[Information Boundary: Start]
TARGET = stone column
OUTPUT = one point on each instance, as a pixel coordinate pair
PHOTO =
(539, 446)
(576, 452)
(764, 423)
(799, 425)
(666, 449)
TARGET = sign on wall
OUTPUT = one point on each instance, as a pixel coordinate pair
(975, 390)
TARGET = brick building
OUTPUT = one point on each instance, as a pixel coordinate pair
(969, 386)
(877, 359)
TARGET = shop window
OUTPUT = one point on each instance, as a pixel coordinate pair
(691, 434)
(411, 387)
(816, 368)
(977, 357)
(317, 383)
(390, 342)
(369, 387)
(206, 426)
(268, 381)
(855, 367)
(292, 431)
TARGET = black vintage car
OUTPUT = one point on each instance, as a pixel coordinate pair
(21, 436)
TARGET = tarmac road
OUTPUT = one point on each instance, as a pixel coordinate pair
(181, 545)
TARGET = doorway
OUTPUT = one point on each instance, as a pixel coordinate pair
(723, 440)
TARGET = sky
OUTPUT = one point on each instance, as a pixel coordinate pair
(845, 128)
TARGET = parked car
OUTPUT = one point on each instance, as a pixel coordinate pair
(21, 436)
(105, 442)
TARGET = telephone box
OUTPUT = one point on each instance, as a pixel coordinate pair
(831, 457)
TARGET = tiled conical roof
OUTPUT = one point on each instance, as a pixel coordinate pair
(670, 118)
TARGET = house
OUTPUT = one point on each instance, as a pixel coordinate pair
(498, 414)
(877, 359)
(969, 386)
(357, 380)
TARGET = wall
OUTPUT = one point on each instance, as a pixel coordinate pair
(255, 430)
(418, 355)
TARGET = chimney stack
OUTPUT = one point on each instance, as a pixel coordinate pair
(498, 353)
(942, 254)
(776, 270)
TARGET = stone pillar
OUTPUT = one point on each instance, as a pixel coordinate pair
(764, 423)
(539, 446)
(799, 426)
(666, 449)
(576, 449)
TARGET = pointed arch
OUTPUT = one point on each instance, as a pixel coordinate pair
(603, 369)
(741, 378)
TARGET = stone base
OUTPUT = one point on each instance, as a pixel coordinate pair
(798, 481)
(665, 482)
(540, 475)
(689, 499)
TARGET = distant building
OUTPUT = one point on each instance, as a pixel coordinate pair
[Information Boundary: End]
Write down again, exactly as given, only the lines above that fall from the line with "TARGET = doorway" to the line with "TARGET = parked car", inclusive.

TARGET = doorway
OUTPUT = one point on each instance, as a pixel coordinate pair
(723, 440)
TARGET = sky
OUTPUT = one point on each instance, as a pixel coordinate pair
(845, 128)
TARGET = parked car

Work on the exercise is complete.